La Lettre de Transition Plus
N°21 Printemps 2012
EDITO
Avec l’arrivée des beaux jours, nous parlerons dans ce numéro d’un thème solaire et heureux : la chance.
La chance, me direz-vous, mais quel rapport avec les crises de carrière ? Et est-ce vraiment un sujet de saison quand le ciel économique est aussi bouché ?
La chance favorise une carrière, bien sûr, et nous connaissons tous des personnes que la réussite professionnelle semble ne jamais quitter, qui paraissent traverser les changements et les crises avec facilité et bonheur. Qu’ont-elles donc de spécial ? Sont-elles favorisées par les astres, nées sous une bonne étoile? Ou doivent-elles d’abord leur chance à elles-mêmes ?
Ce qui nous amène à nous interroger sur ce qu’est la chance au fond : la résultante d’un hasard ou une qualité de l’homme ?
Pour Philippe Gabilliet, professeur de psychologie et de management à l’ESCP et auteur de Eloge de la chance ou l’art de prendre sa vie en main, la chance est une compétence, qui se travaille et se cultive. Dans l’entretien lumineux qu’il nous accordé, il nous explique comment.
Dans un deuxième article nous nous sommes demandé en quoi une crise de carrière peut s’avérer être une chance pour qui en vit une et à quelles conditions on peut la transformer en une opportunité de vie.
Car de nombreux exemples nous le montrent : malgré la crise, malgré un certain pessimisme ambiant, malgré des perspectives qu’on ne cesse de nous présenter comme sombres,
une crise de carrière peut se révéler aujourd’hui être une chance majeure dans sa vie.
Mais à la condition de le croire possible, d’être confiant et optimiste. En matière de chance, la vision du lendemain est avant tout intérieure, et c’est sous son propre ciel qu’on peut voir se dégager les horizons et croire en sa bonne étoile.
Nous espérons que cette lettre contribuera à ensoleiller vos paysages et y apporter de la lumière.
Bonne lecture !
Cordialement plus.
Domitille Tézé
Et si la chance était aussi... une compétence ?
Philippe Gabilliet, professeur de psychologie et management à ESCP Europe, vient de publier Eloge de la chance ou l’art de prendre sa vie en mains *. Considérant la chance moins comme le résultat de hasards que comme une compétence, il nous expose ici comment la développer dans sa carrière… et au delà.
Qu’est ce que la chance ?
C’est la capacité à créer autour de soi les conditions d’apparition des opportunités. Ceux qui ont de la chance sont donc ceux qui savent “gagner les concours de circonstances”. À travers leurs relations, à travers ce qu’ils font, ils ont une capacité à créer des ouvertures et des occasions favorables autour d’eux.
Une opportunité, c’est une circonstance, généralement imprévue, qui en se produisant crée instantanément un espace de possibilités qui n’existait pas auparavant. S’il est très difficile de planifier les opportunités, en revanche il faut être prêt à les accueillir.
Comment se présentent les opportunités dans l’entreprise ?
Après plusieurs années à avoir accompagné des managers et des dirigeants dans leurs carrières, je peux vous dire que les coups de chance, donc les opportunités, se présentent le plus souvent sous quatre formes.

→ **Objectif visé**: Recopiez sans modification le passage du texte sur la chance qui va de « C’est la capacité » à « dans l’entreprise ? ».

→ **Contenu des données**:

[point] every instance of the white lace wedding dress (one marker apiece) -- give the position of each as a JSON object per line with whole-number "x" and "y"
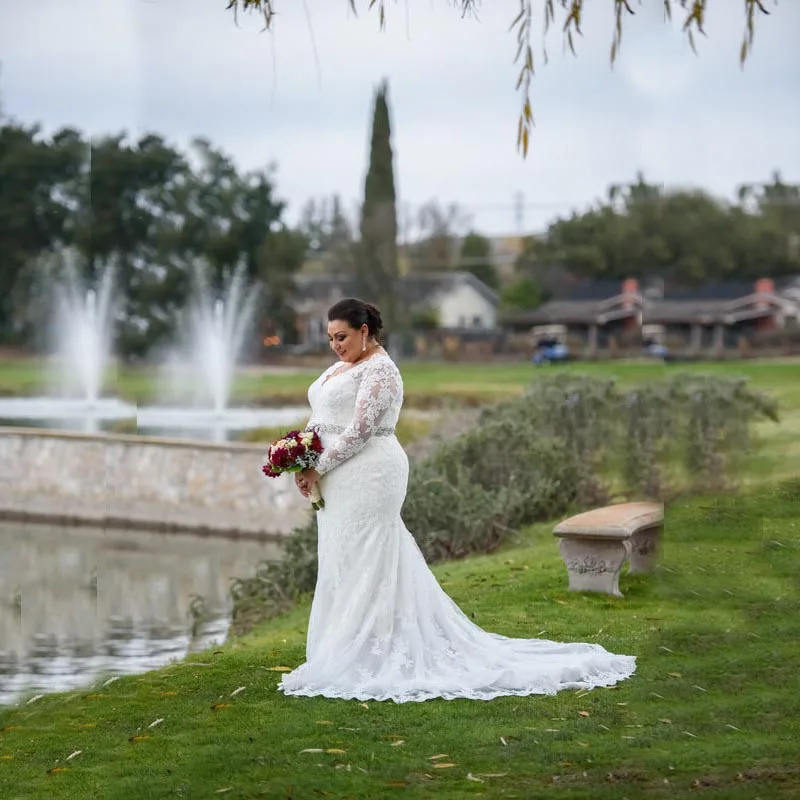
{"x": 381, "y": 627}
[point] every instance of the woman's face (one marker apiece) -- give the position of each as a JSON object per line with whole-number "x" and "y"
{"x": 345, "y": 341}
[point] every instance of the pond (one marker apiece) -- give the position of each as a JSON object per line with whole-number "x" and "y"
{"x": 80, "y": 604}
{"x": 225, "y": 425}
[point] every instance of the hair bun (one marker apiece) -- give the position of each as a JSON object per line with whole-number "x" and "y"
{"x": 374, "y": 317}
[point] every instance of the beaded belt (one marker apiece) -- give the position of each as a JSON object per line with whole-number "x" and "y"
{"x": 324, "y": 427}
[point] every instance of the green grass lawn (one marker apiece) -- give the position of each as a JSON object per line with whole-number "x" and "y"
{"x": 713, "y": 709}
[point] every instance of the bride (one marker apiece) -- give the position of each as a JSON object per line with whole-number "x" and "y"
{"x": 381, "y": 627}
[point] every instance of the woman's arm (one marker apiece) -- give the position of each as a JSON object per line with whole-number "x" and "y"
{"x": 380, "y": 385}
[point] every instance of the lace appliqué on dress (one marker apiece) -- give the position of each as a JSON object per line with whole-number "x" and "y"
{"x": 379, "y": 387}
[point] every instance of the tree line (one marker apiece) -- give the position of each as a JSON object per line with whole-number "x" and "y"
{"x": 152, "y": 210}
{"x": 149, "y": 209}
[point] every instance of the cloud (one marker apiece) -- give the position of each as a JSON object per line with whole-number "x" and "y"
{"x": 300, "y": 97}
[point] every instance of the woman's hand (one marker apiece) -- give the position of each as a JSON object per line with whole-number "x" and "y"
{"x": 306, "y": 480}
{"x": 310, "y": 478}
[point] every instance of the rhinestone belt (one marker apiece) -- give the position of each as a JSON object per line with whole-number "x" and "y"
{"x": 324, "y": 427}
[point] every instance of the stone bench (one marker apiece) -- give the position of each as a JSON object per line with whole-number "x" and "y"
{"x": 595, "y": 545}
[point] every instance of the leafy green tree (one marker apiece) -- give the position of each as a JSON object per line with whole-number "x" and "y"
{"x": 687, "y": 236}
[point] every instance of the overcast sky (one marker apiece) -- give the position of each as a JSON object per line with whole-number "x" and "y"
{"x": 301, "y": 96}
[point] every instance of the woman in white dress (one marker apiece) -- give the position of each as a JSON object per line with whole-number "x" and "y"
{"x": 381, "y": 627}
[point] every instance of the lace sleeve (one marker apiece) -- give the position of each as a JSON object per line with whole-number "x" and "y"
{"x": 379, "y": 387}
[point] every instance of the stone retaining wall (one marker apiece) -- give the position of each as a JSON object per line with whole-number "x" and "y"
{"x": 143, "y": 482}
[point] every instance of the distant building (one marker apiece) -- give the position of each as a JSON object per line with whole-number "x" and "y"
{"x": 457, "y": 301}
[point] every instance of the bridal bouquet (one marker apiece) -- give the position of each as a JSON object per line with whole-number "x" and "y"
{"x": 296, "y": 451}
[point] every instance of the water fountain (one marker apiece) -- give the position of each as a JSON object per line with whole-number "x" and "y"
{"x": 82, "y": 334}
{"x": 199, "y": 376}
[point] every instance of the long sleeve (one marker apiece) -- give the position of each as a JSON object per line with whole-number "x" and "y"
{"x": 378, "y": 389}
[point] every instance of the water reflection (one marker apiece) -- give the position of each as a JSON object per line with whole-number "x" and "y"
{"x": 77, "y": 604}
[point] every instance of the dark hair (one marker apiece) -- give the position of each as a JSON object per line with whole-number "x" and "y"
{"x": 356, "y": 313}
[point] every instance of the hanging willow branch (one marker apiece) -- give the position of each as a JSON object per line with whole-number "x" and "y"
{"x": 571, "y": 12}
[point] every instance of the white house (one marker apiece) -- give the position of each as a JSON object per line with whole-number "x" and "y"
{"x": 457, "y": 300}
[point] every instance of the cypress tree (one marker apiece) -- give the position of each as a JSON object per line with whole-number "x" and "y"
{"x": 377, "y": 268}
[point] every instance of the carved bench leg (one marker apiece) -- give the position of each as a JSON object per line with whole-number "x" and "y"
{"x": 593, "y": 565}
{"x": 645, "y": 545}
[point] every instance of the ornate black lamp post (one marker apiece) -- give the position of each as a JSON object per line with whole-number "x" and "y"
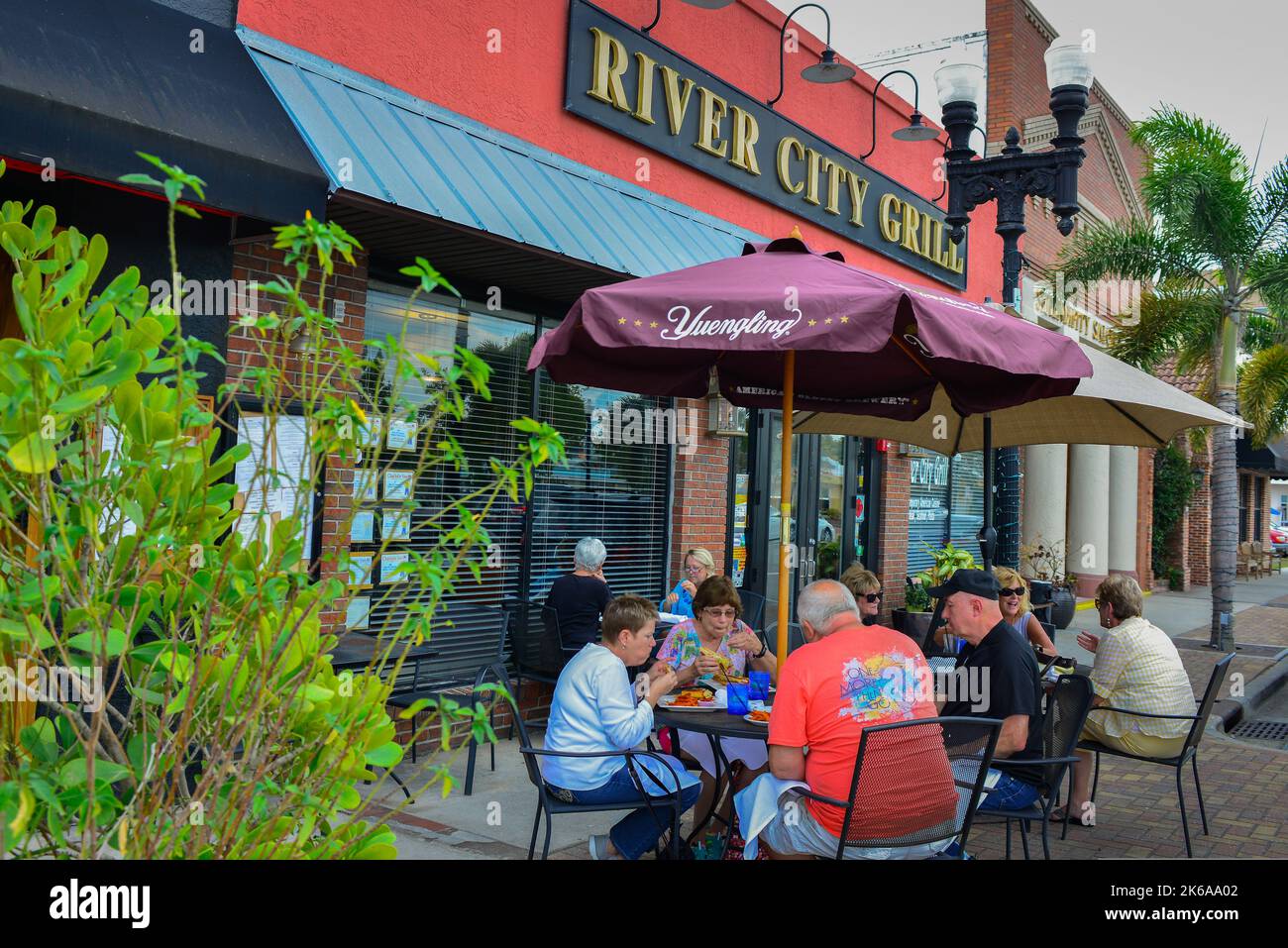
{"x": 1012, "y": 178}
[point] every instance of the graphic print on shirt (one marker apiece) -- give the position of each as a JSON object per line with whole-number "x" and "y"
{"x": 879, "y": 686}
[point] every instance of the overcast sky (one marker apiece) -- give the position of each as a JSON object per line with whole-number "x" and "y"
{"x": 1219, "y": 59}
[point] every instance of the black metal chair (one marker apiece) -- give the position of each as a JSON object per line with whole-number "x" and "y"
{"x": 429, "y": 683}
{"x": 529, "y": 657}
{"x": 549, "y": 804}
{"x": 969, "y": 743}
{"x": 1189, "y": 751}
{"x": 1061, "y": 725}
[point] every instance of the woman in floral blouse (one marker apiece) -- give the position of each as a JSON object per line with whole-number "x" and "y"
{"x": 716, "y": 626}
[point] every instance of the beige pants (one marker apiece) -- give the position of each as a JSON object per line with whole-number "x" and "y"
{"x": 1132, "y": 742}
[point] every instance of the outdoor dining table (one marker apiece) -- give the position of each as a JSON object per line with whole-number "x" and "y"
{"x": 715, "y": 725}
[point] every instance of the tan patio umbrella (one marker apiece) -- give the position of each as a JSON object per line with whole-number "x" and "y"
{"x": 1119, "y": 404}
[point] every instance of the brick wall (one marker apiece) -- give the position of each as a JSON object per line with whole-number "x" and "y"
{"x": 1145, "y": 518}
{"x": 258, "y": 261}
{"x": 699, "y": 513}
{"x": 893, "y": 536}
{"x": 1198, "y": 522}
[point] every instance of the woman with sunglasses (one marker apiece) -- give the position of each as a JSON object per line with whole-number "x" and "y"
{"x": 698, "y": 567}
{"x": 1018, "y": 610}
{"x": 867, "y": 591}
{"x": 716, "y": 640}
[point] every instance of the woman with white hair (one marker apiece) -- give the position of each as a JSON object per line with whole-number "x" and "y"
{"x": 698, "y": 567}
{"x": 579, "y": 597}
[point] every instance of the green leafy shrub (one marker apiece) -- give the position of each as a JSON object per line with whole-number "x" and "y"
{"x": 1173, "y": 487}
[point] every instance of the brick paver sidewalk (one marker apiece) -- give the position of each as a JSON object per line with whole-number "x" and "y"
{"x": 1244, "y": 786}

→ **Résultat attendu**:
C’est la capacité à créer autour de soi les conditions d’apparition des opportunités. Ceux qui ont de la chance sont donc ceux qui savent “gagner les concours de circonstances”. À travers leurs relations, à travers ce qu’ils font, ils ont une capacité à créer des ouvertures et des occasions favorables autour d’eux.
Une opportunité, c’est une circonstance, généralement imprévue, qui en se produisant crée instantanément un espace de possibilités qui n’existait pas auparavant. S’il est très difficile de planifier les opportunités, en revanche il faut être prêt à les accueillir.
Comment se présentent les opportunités dans l’entreprise ?